#### Required action
Translate into French the following sentence from the passage below on Mackenzie King's wartime leadership: "King's second problem was that he was not an inspirational leader."

Canada was not a great power, of course – it was a recent colony – and Churchill was still trying to reinvent a version of Lloyd George’s placebo Imperial War Cabinet, and even suggested that King might like to play a prominent role in it by moving to England. This was an insane idea on every score: the domestic Canadian political scene required very careful watching, and the Canadian war effort could not be directed from outside. King declined Churchill’s increasingly urgent invitations to come to Britain for over a year, and while he was not taken fully into the confidence of his senior colleagues, he at least denied Roosevelt’s request for military bases in Canada and refused Churchill’s timeless efforts to subsume Canadian manpower into the British services. King had two problems, apart from the fact that Canada had less than 10 per cent of the population of the United States and 25 per cent of that of the United Kingdom, without counting any of the vast Empire that remained under direct British rule. The first was that he was directing all his efforts to becoming more intimate with Churchill and Roosevelt – and inciting the inference among his own countrymen that they regarded him as a serious confidant, if not altogether an equal – and this prevented him from making common cause with the Australians and prominent third states, especially the Free French of de Gaulle, who would be increasingly important as the French empire switched over to him, the French Resistance gained strength, and the liberation of France approached. King’s second problem was that he was not an inspirational leader. He was occasionally capable of a tolerably good speech in its content, but had no presentational flare and did not have a galvanizing voice, unlike either Churchill or Roosevelt, who were both mighty orators in different ways, Churchill the erudite, fierce, fighting leader, and Roosevelt the mellifluous, almost apostolic, patrician. One of King’s strengths was his indistinctness, his uncanny ability, half calculation and half intuition, to place himself at the radical centre, between poles, not to lead boldly. His strengths were essential to govern Canada through such a crisis but were a handicap in comparison to his illustrious wartime contemporaries. Canadians had learned decades before that when they wanted inspiration, it was not W.L. Mackenzie King who would give it to them.
The year ended with one of Roosevelt’s most famous of all his fireside chats, on December 29, 1940. Public places across America emptied as the hour of his address approached, and 75 per cent of Americans of comprehending age listened. He said there was no hope of a negotiated peace. “If Britain goes down … an unholy alliance” would continue to pursue world conquest, “and all of us in the Americas would be living at the point of a gun. There can be no ultimate peace with this gang of outlaws.” The “pious frauds” offered by the dupes of the dictators within America would not distract the American people. “No dictator, no combination of dictators,” Roosevelt told the world, would divert the American people and government from pursuing their moral duty and national interest. “We must be the great arsenal of democracy.” His address received overwhelming public approval. On June 25, the Gallup organization had reported that 64 per cent of Americans believed it was more important to stay out of war than to help Britain. On October 20, the same organization found the division of opinion on that issue exactly even; on November 19, it was 60 per cent in favour of aid to Britain whatever the consequences; and after Roosevelt’s year-end address it was about 70 per cent. The eloquence of Churchill and Roosevelt, the martial bravery and stoicism of the British, and the savagery of Hitler, had turned American opinion and altered the balance of world power. But where the balance was so narrow – given the ambiguity of Italy’s war commitment and the continuing, if tenuous, neutrality of the United States, the Soviet Union, and Japan – Canada was perhaps now the third most important combatant, and made a vital difference.

#### Record set
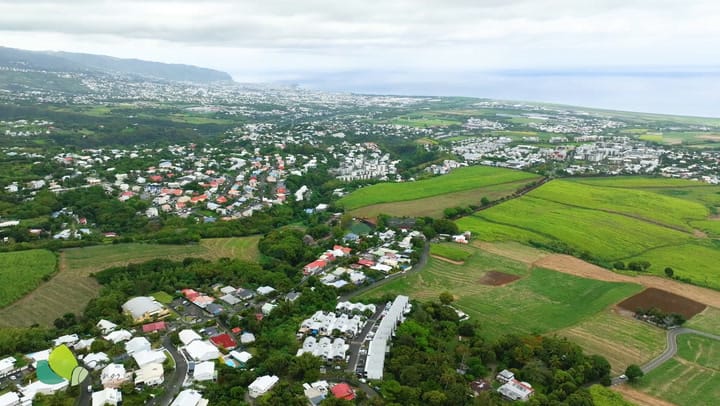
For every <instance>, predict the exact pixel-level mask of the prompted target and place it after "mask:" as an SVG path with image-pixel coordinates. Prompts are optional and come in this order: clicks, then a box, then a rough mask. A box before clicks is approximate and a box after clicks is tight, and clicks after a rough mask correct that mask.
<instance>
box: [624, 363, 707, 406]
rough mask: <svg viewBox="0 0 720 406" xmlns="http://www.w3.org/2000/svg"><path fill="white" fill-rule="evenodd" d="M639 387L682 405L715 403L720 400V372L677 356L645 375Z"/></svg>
mask: <svg viewBox="0 0 720 406" xmlns="http://www.w3.org/2000/svg"><path fill="white" fill-rule="evenodd" d="M637 387H638V388H639V389H641V390H642V391H644V392H647V393H649V394H651V395H653V396H657V397H659V398H661V399H665V400H668V401H670V402H672V403H675V404H676V405H679V406H698V405H714V404H717V400H718V399H720V371H718V370H711V369H707V368H704V367H702V366H699V365H697V364H694V363H692V362H688V361H685V360H681V359H678V358H677V357H676V358H673V359H671V360H669V361H667V362H665V363H664V364H662V365H661V366H660V367H658V368H657V369H655V370H653V371H651V372H650V373H648V374H647V375H645V376H644V377H643V378H641V379H640V382H639V383H638V384H637Z"/></svg>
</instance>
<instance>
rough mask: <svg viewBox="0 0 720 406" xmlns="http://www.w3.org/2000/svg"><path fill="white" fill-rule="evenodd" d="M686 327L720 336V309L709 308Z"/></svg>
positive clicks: (707, 308) (708, 307) (693, 317)
mask: <svg viewBox="0 0 720 406" xmlns="http://www.w3.org/2000/svg"><path fill="white" fill-rule="evenodd" d="M685 326H686V327H690V328H694V329H696V330H700V331H705V332H707V333H711V334H717V335H720V309H716V308H714V307H707V308H706V309H705V310H703V311H702V312H701V313H700V314H697V315H695V316H694V317H693V318H692V319H690V320H688V321H687V323H685Z"/></svg>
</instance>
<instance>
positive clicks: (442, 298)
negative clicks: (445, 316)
mask: <svg viewBox="0 0 720 406" xmlns="http://www.w3.org/2000/svg"><path fill="white" fill-rule="evenodd" d="M454 300H455V297H454V296H453V295H452V293H450V292H448V291H445V292H443V293H441V294H440V303H442V304H444V305H446V306H447V305H449V304H450V303H452V302H453V301H454Z"/></svg>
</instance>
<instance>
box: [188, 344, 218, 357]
mask: <svg viewBox="0 0 720 406" xmlns="http://www.w3.org/2000/svg"><path fill="white" fill-rule="evenodd" d="M185 351H187V353H188V355H190V358H192V359H193V360H195V361H210V360H212V359H217V358H219V357H220V351H218V349H217V347H215V346H214V345H212V344H211V343H210V342H209V341H201V340H195V341H193V342H191V343H190V344H189V345H188V346H186V347H185Z"/></svg>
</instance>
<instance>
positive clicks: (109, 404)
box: [92, 388, 122, 406]
mask: <svg viewBox="0 0 720 406" xmlns="http://www.w3.org/2000/svg"><path fill="white" fill-rule="evenodd" d="M92 402H93V403H92V406H104V405H113V406H115V405H117V404H118V403H120V402H122V393H120V391H119V390H117V389H112V388H105V389H103V390H101V391H99V392H93V394H92Z"/></svg>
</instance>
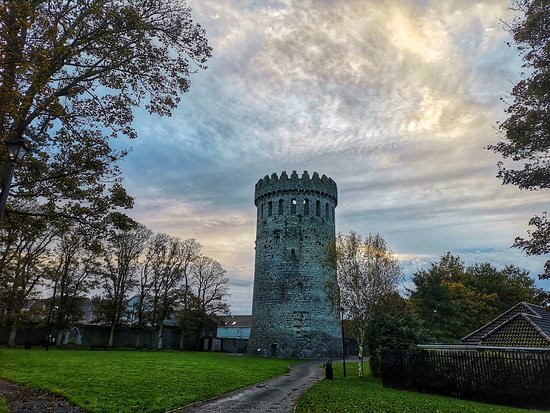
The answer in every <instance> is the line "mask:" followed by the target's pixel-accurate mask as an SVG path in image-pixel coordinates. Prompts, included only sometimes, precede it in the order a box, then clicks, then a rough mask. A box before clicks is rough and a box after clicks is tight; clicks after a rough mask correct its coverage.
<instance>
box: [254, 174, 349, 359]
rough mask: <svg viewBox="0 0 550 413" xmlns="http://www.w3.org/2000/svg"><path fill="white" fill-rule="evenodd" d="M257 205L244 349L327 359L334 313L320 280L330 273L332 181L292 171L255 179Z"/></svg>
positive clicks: (333, 209) (333, 322) (294, 356)
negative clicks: (245, 347)
mask: <svg viewBox="0 0 550 413" xmlns="http://www.w3.org/2000/svg"><path fill="white" fill-rule="evenodd" d="M255 195H256V197H255V205H256V206H257V209H258V211H257V212H258V217H257V230H256V267H255V273H254V297H253V305H252V331H251V334H250V340H249V342H248V352H249V353H250V354H257V352H258V349H259V350H260V354H261V355H262V356H274V357H290V358H316V359H318V358H333V357H339V356H340V355H341V350H342V340H341V330H340V323H339V317H338V314H337V313H335V312H333V311H332V310H331V307H330V304H329V302H328V299H327V293H326V284H327V282H328V281H329V280H331V279H333V278H335V277H336V272H335V270H334V269H333V268H331V267H330V266H329V265H328V262H327V253H328V248H329V246H330V244H331V243H332V242H333V240H334V238H335V223H334V220H335V208H336V205H337V202H338V198H337V191H336V184H335V183H334V181H333V180H332V179H330V178H327V177H326V176H324V175H323V176H322V177H321V178H320V177H319V175H318V174H317V173H314V174H313V176H312V177H311V178H310V177H309V175H308V173H307V172H304V174H303V175H302V177H301V178H298V175H297V174H296V171H294V172H293V173H292V174H291V176H290V177H288V176H287V174H286V173H285V172H283V173H282V174H281V177H280V178H279V177H278V176H277V175H276V174H273V175H272V176H271V177H267V176H266V177H265V178H263V179H261V180H260V181H259V182H258V184H256V193H255Z"/></svg>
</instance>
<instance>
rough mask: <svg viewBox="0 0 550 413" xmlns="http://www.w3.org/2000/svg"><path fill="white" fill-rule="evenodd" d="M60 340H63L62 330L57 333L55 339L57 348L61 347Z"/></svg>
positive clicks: (62, 332) (60, 342)
mask: <svg viewBox="0 0 550 413" xmlns="http://www.w3.org/2000/svg"><path fill="white" fill-rule="evenodd" d="M61 340H63V330H60V331H58V332H57V337H56V338H55V346H56V347H57V348H59V347H61Z"/></svg>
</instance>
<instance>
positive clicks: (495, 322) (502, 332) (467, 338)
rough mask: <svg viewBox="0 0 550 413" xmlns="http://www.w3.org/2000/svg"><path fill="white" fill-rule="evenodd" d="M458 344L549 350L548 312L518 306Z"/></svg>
mask: <svg viewBox="0 0 550 413" xmlns="http://www.w3.org/2000/svg"><path fill="white" fill-rule="evenodd" d="M460 341H461V342H462V343H463V344H467V345H478V346H495V347H529V348H550V311H549V310H548V309H546V308H545V307H541V306H540V305H536V304H530V303H525V302H522V303H519V304H516V305H515V306H513V307H512V308H510V309H509V310H507V311H505V312H504V313H502V314H501V315H499V316H498V317H497V318H495V319H494V320H492V321H490V322H488V323H487V324H485V325H484V326H483V327H481V328H478V329H477V330H476V331H474V332H473V333H470V334H468V335H467V336H466V337H464V338H462V339H461V340H460Z"/></svg>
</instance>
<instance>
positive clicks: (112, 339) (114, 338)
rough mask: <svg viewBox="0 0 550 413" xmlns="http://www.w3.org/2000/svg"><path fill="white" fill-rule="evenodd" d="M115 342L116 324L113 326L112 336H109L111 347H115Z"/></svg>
mask: <svg viewBox="0 0 550 413" xmlns="http://www.w3.org/2000/svg"><path fill="white" fill-rule="evenodd" d="M114 341H115V324H114V323H113V324H112V325H111V334H110V335H109V347H113V343H114Z"/></svg>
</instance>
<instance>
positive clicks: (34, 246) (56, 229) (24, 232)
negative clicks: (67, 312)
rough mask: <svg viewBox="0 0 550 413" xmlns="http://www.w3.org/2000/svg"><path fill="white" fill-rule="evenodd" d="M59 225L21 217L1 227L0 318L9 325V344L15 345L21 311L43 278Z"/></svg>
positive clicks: (41, 219) (0, 318) (45, 276)
mask: <svg viewBox="0 0 550 413" xmlns="http://www.w3.org/2000/svg"><path fill="white" fill-rule="evenodd" d="M7 220H10V217H7ZM7 220H6V221H7ZM60 228H61V225H57V224H56V225H54V224H53V223H52V222H51V221H49V220H46V219H45V218H43V217H35V216H21V217H19V218H18V219H16V220H11V222H10V225H7V226H3V227H1V228H0V321H1V323H2V324H3V325H10V335H9V339H8V345H9V346H14V345H15V338H16V334H17V325H18V322H19V321H20V319H21V310H22V309H23V307H24V305H25V304H26V303H27V302H28V300H29V299H30V298H33V297H35V296H37V295H38V287H40V286H41V285H42V283H43V282H44V280H45V277H46V275H47V271H48V263H49V260H50V259H51V246H52V243H53V242H54V240H55V239H56V238H57V237H58V236H59V235H60V233H61V231H62V229H60Z"/></svg>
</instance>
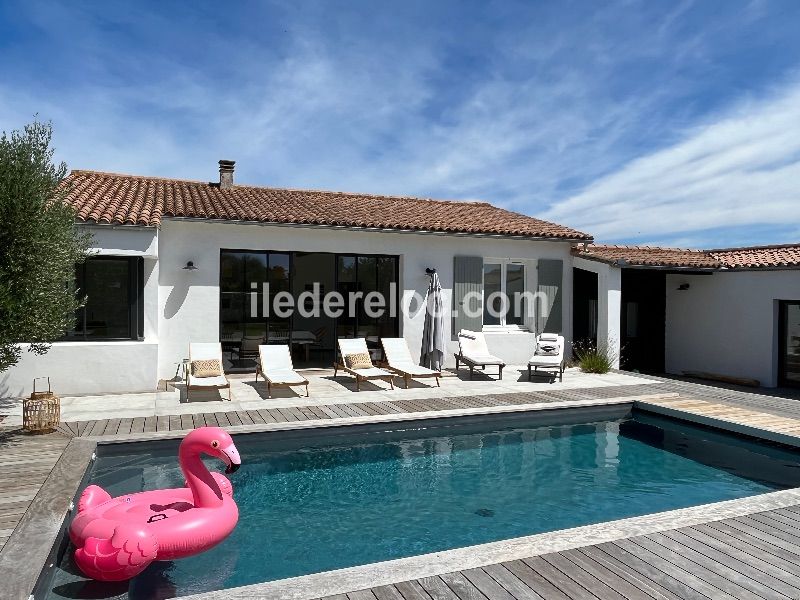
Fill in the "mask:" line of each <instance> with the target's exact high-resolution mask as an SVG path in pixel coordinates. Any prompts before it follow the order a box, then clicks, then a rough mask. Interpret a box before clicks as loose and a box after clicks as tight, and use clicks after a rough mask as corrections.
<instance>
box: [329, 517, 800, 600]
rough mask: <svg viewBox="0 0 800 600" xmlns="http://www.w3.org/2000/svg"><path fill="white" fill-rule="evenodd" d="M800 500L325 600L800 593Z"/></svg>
mask: <svg viewBox="0 0 800 600" xmlns="http://www.w3.org/2000/svg"><path fill="white" fill-rule="evenodd" d="M798 565H800V506H796V507H791V508H786V509H780V510H772V511H766V512H762V513H756V514H752V515H748V516H745V517H737V518H734V519H725V520H721V521H714V522H711V523H706V524H702V525H695V526H692V527H684V528H680V529H674V530H670V531H664V532H660V533H653V534H649V535H643V536H637V537H631V538H627V539H622V540H617V541H615V542H609V543H605V544H598V545H595V546H588V547H584V548H576V549H572V550H567V551H564V552H554V553H551V554H543V555H540V556H532V557H530V558H525V559H522V560H513V561H509V562H504V563H499V564H495V565H489V566H486V567H481V568H475V569H468V570H465V571H457V572H454V573H446V574H444V575H438V576H435V577H425V578H422V579H417V580H414V581H405V582H401V583H396V584H392V585H386V586H380V587H376V588H372V589H367V590H359V591H355V592H348V593H346V594H337V595H334V596H326V597H325V600H588V599H599V600H695V599H696V600H708V599H717V598H725V599H731V598H735V599H746V600H778V599H782V600H786V599H790V598H792V599H796V598H800V575H798V571H799V570H800V568H799V567H798Z"/></svg>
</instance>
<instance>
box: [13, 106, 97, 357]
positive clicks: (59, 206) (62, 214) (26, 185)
mask: <svg viewBox="0 0 800 600" xmlns="http://www.w3.org/2000/svg"><path fill="white" fill-rule="evenodd" d="M52 133H53V132H52V126H51V125H50V124H49V123H40V122H38V121H35V122H34V123H32V124H30V125H26V126H25V127H24V128H23V130H22V131H12V132H11V134H6V133H5V132H3V135H2V137H0V371H5V370H6V369H8V368H9V367H11V366H13V365H14V364H16V363H17V362H18V361H19V359H20V356H21V354H22V348H21V347H20V346H19V344H20V343H29V344H30V346H29V351H31V352H34V353H35V354H44V353H45V352H47V350H48V349H49V348H50V342H52V341H54V340H57V339H59V338H60V337H62V336H63V335H64V333H65V332H66V331H67V330H68V329H69V328H70V327H71V326H72V325H73V322H74V319H75V311H76V310H77V309H78V308H79V307H80V306H81V301H80V300H79V299H77V298H76V295H75V293H74V283H75V264H76V263H78V262H82V261H83V260H84V259H85V258H86V254H87V250H88V247H89V244H90V241H91V236H90V235H89V234H87V233H85V232H80V231H79V230H78V227H77V226H76V224H75V212H74V210H73V209H72V208H71V207H70V206H68V205H67V204H65V202H64V200H65V197H66V194H67V192H68V190H67V189H66V188H65V187H64V186H63V185H62V181H63V180H64V177H65V176H66V174H67V166H66V165H65V164H64V163H61V164H54V163H53V149H52V148H51V147H50V142H51V139H52Z"/></svg>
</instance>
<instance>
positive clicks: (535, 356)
mask: <svg viewBox="0 0 800 600" xmlns="http://www.w3.org/2000/svg"><path fill="white" fill-rule="evenodd" d="M562 362H564V358H563V357H561V356H534V357H532V358H531V359H530V360H529V361H528V364H529V365H530V366H532V367H558V366H561V363H562Z"/></svg>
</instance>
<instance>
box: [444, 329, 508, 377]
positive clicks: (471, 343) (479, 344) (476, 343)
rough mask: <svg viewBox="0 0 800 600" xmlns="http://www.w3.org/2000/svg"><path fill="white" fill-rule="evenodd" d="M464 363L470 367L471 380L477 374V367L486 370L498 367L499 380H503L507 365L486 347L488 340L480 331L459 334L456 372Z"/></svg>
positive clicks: (488, 348)
mask: <svg viewBox="0 0 800 600" xmlns="http://www.w3.org/2000/svg"><path fill="white" fill-rule="evenodd" d="M462 362H463V363H464V364H465V365H467V366H468V367H469V378H470V379H472V376H473V374H474V372H475V367H480V368H481V369H485V368H486V367H487V366H496V367H497V368H498V379H502V378H503V367H505V366H506V363H505V362H503V359H501V358H497V357H496V356H494V355H493V354H492V353H491V352H489V347H488V346H487V345H486V338H485V337H484V336H483V333H482V332H480V331H469V330H467V329H462V330H461V331H459V332H458V354H456V371H458V369H459V366H460V363H462Z"/></svg>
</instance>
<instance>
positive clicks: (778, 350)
mask: <svg viewBox="0 0 800 600" xmlns="http://www.w3.org/2000/svg"><path fill="white" fill-rule="evenodd" d="M778 344H779V346H778V385H786V386H792V387H800V301H797V302H787V301H781V302H780V306H779V318H778Z"/></svg>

#### Result of the exercise
Le deuxième problème de King était qu'il n'était pas un dirigeant inspirant.